* **Extrait source**
La difficile reconnaissance du sport handicap

Quelques athlètes suisses se font une place sur la scène médiatique et les grandes compétitions internationales sont de plus en plus suivies, mais le financement et le marketing du sport handicap demeurent des combats au quotidien.

Les Championnats du monde d’athlétisme se sont terminés sans que les 19 membres de la délégation suisse aient remporté la moindre médaille. Pour voir le drapeau rouge à croix blanche flotter haut dans le ciel de Londres, il fallait y venir deux semaines auparavant: Marcel Hug y a remporté trois titres, venus compléter un palmarès déjà impressionnant. C’était lors des Mondiaux d’athlétisme handisport. A 31 ans, le Soleurois est l’une des stars de la discipline. Ses exploits ne passent pas inaperçus, mais sa médiatisation demeure cependant toute relative. Elle illustre les décalages qui s’observent dans le milieu du sport handicap.

Reconnu de longue date pour ses bienfaits dans le processus de réadaptation physique, morale et sociale des personnes en situation de handicap, le sport amateur en Suisse se porte plutôt bien. Le paysage associatif s’articule entre deux organisations: l’Association suisse des paraplégiques (ASP), qui regroupe tous les sportifs en chaise roulante, et PluSport, qui rassemble les autres formes de handicap.

* **Informations fournies**
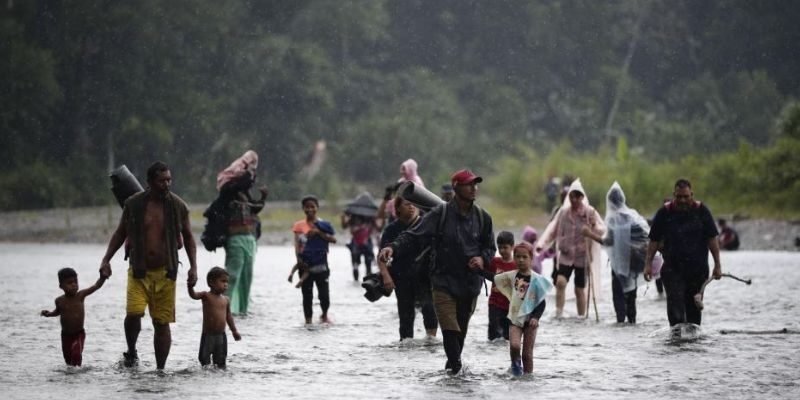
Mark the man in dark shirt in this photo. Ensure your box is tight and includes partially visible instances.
[644,179,722,326]
[380,169,496,374]
[378,196,439,340]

* **Tâches à réaliser**
• a. Répondez à ces questions sur l'article consacré au sport handicap :
(i) Combien de membres comptait la délégation suisse aux Championnats du monde d'athlétisme ?
(ii) Combien de titres Marcel Hug a-t-il remportés aux Mondiaux d'athlétisme handisport ?
(iii) Quelle organisation regroupe tous les sportifs en chaise roulante ?
• b. Recopiez l'article sur le sport handicap de « Quelques athlètes suisses » jusqu'à « du sport handicap. », en remplaçant « Londres » par « la capitale anglaise ».
• c. Poursuivez l'article sur le sport handicap à partir de l'endroit où il s'arrête.
Le matériel fourni ne joue aucun rôle ici.

* **Résultats finaux**
• a.
(i) 19 membres
(ii) Trois titres
(iii) L'Association suisse des paraplégiques (ASP)

• b.
Quelques athlètes suisses se font une place sur la scène médiatique et les grandes compétitions internationales sont de plus en plus suivies, mais le financement et le marketing du sport handicap demeurent des combats au quotidien.

Les Championnats du monde d’athlétisme se sont terminés sans que les 19 membres de la délégation suisse aient remporté la moindre médaille. Pour voir le drapeau rouge à croix blanche flotter haut dans le ciel de la capitale anglaise, il fallait y venir deux semaines auparavant: Marcel Hug y a remporté trois titres, venus compléter un palmarès déjà impressionnant. C’était lors des Mondiaux d’athlétisme handisport. A 31 ans, le Soleurois est l’une des stars de la discipline. Ses exploits ne passent pas inaperçus, mais sa médiatisation demeure cependant toute relative. Elle illustre les décalages qui s’observent dans le milieu du sport handicap.

• c.
Une seule association tire son épingle du jeu

Sur le terrain du sport de haut niveau, les deux structures vivent des réalités bien différentes. Financer et promouvoir le sport de compétition n’est pas une mince affaire, surtout lorsque les sponsors manquent à l’appel. L’ASP tire son épingle du jeu: affiliée au Centre suisse des paraplégiques de Nottwil, elle bénéficie du soutien de ce dernier, car le sport fait partie intégrante des activités de rééducation et de réadaptation.

«Pour l’association, il s’agit d’un vivier de recrutement important pour le sport de haut niveau. Le centre étant unique en Suisse, tous les blessés médullaires y séjournent plus ou moins longtemps», commente Julie Cornaton, doctorante en histoire du sport handicap à l’Université de Lausanne. Sur le plan structurel, les chances sont donc multiples de déceler des talents sportifs comme Marcel Hug, un athlète en chaise roulante.

La situation de PluSport est tout autre. Bien plus fluctuant, son budget se compose des soutiens de l’Office fédéral des assurances sociales et du Sport-Toto, complété par des dons de particuliers. De plus, la promotion de l’association est bien plus difficile en l’absence d’un vivier centralisé de recrutement.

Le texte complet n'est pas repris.